**Selected text**.
>> START

The concept of resilience in animal research facilities goes well beyond regulatory compliance. For those tasked with the care of animals used in critical research, resilience is an ethical commitment rather than a procedural exercise, and it serves as the focus of organizational sustainability. Central to this framework is a concept called a “culture of care,” built on four pillars: scientific integrity, animal welfare, human welfare, and openness in communication. These pillars are intended to serve as the foundational basis for every operational decision, particularly as the research environment grows more volatile.
“Resilience isn’t just about these regulatory check boxes,” says Sally Thompson-Iritani, assistant vice provost, Animal Care Outreach, at the University of Washington. “It’s an ethical anchor. No matter what hits us, our teams need to maintain care for our animals; they need to maintain our research integrity.”
People First: Personnel Resilience
Before vivarium systems can be made resilient, the people within them must be. Stress, reframed as a tool rather than an enemy, is central to this idea. Too little stress leads to stagnation—sometimes called “rust out”—while too much produces burnout. The goal is maintaining an optimal zone of stress that keeps personnel responsive and adaptive.

>> END

**Written problem a**.
For each statement, say whether it agrees with the resilience passage. Answer yes or no, and quote the words from the passage that decide it.
(i) The culture of care rests on four pillars, one of which is openness in communication.
(ii) Resilience in animal research facilities is mainly a matter of regulatory compliance.
(iii) Too much stress leads to what is sometimes called "rust out."
The resilience passage and the records come from separate sources.

**Input records**.
>> START

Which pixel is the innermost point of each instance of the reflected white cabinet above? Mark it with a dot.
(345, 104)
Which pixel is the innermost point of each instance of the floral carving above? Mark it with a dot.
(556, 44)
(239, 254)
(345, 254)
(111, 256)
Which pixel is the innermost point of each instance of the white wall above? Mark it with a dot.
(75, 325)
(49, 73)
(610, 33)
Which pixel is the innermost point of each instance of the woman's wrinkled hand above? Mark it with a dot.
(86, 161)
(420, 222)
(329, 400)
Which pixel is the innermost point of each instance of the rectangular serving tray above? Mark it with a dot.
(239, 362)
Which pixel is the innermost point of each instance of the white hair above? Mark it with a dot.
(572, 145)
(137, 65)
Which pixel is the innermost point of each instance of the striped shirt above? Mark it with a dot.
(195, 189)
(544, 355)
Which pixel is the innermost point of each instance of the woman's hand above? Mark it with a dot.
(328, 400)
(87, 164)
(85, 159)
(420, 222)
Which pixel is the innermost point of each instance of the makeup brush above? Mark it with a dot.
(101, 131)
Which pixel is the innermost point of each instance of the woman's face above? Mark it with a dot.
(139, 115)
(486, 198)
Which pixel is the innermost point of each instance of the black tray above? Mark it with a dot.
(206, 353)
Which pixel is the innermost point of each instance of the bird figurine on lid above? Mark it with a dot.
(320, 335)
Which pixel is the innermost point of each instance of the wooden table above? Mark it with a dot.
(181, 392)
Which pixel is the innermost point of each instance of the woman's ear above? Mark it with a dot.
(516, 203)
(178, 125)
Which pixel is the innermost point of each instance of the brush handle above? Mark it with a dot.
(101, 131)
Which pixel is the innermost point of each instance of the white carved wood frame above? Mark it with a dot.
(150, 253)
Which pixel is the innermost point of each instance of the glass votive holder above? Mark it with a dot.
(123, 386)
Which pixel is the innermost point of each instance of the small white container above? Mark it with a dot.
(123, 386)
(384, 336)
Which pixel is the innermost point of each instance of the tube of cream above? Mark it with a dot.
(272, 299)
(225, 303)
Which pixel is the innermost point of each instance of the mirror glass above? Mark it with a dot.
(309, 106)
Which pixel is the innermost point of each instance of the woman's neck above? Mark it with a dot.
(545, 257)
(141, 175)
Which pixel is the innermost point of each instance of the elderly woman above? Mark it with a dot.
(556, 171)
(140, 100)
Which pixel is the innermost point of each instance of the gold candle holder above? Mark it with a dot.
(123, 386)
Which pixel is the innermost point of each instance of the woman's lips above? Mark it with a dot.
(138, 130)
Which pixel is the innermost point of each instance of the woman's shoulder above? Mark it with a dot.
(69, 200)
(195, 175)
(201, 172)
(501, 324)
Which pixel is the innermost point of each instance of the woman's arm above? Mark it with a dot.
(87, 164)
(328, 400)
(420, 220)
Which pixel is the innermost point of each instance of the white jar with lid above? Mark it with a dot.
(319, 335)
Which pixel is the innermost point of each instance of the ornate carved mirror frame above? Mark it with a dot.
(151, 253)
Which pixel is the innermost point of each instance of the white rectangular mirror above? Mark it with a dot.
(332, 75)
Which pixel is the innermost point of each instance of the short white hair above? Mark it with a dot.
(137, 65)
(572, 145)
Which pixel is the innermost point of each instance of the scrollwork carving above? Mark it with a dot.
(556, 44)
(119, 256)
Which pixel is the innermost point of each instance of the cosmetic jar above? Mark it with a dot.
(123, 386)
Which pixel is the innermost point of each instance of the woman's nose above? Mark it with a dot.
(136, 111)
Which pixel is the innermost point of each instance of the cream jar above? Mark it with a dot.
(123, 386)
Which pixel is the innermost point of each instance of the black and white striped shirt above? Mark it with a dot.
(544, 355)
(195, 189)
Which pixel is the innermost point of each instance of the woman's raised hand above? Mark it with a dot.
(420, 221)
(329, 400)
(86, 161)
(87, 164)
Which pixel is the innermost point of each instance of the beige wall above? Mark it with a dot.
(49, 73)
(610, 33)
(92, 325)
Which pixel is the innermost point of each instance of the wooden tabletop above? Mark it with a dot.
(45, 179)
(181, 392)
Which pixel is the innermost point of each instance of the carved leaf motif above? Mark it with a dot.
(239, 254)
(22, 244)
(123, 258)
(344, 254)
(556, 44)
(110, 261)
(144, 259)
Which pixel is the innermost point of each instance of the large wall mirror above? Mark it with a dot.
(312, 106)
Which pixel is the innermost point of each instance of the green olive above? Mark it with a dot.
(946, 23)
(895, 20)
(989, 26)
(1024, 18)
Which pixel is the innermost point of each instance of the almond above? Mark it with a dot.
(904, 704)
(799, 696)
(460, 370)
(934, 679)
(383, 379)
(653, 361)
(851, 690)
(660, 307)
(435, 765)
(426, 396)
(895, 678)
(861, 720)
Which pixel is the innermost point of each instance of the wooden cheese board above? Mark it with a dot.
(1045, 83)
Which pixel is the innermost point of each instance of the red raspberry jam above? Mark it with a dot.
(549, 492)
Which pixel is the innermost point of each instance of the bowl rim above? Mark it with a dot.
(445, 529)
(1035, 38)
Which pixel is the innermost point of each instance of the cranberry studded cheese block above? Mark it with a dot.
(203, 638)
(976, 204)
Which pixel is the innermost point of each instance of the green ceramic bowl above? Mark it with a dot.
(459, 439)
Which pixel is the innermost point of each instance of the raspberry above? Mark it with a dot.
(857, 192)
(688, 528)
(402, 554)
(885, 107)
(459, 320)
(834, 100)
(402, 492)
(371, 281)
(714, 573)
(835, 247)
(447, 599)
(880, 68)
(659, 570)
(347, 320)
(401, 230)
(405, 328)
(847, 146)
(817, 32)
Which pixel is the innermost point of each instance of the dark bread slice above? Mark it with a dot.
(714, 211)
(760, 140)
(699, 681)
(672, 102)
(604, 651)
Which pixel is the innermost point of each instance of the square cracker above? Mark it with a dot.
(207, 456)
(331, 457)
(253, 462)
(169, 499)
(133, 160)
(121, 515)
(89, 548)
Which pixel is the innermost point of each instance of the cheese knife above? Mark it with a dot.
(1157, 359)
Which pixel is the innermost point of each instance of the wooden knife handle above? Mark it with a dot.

>> END

**Written problem b**.
Count the lines of the records that contain the string "tray". Give only the number.

**Worked answer a**.
(i) Yes: "built on four pillars: scientific integrity, animal welfare, human welfare, and openness in communication"
(ii) No: "The concept of resilience in animal research facilities goes well beyond regulatory compliance."
(iii) No: "Too little stress leads to stagnation—sometimes called “rust out”—while too much produces burnout."

**Worked answer b**.
2